▸ **To do**
With the images excluded, set down every line of the listing below exactly.

[Start of Attachment]

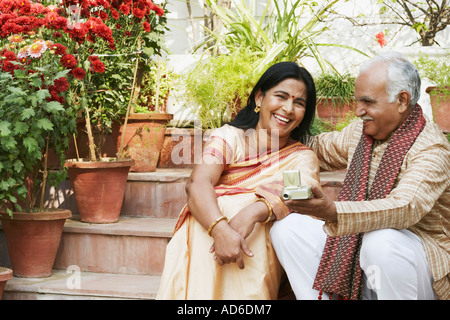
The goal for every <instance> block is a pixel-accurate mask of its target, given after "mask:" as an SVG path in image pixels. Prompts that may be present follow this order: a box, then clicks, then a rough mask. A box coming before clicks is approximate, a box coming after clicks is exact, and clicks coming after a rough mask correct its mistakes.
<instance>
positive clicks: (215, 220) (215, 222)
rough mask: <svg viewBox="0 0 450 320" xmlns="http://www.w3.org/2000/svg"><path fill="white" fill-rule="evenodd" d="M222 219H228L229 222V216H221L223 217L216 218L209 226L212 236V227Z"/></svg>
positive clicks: (214, 225)
mask: <svg viewBox="0 0 450 320" xmlns="http://www.w3.org/2000/svg"><path fill="white" fill-rule="evenodd" d="M222 220H227V222H228V218H227V217H225V216H221V217H219V218H217V219H216V220H214V222H213V223H211V225H210V226H209V228H208V236H211V231H212V229H213V228H214V227H215V226H216V224H218V223H219V222H220V221H222Z"/></svg>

[End of Attachment]

▸ **Task result**
The goal for every <instance> block is a pixel-accurate mask of its target, given after "mask:" as an SVG path in image pixels. Prompts that may be present follow this order: a box, then clicks, then a rough mask. A box coming before clicks is approximate, a box coming after clicks is exact, and clicks coming after a rough mask correct its mistakes.
<instance>
positive clicks: (215, 220) (215, 222)
rough mask: <svg viewBox="0 0 450 320" xmlns="http://www.w3.org/2000/svg"><path fill="white" fill-rule="evenodd" d="M222 219H228L229 222V216H221L223 217L216 218L209 226L212 236V227Z"/></svg>
positive clicks: (214, 225)
mask: <svg viewBox="0 0 450 320" xmlns="http://www.w3.org/2000/svg"><path fill="white" fill-rule="evenodd" d="M222 220H227V222H228V218H227V217H225V216H221V217H219V218H217V219H216V220H214V222H213V223H211V225H210V226H209V228H208V236H211V231H212V229H213V228H214V227H215V226H216V224H218V223H219V222H220V221H222Z"/></svg>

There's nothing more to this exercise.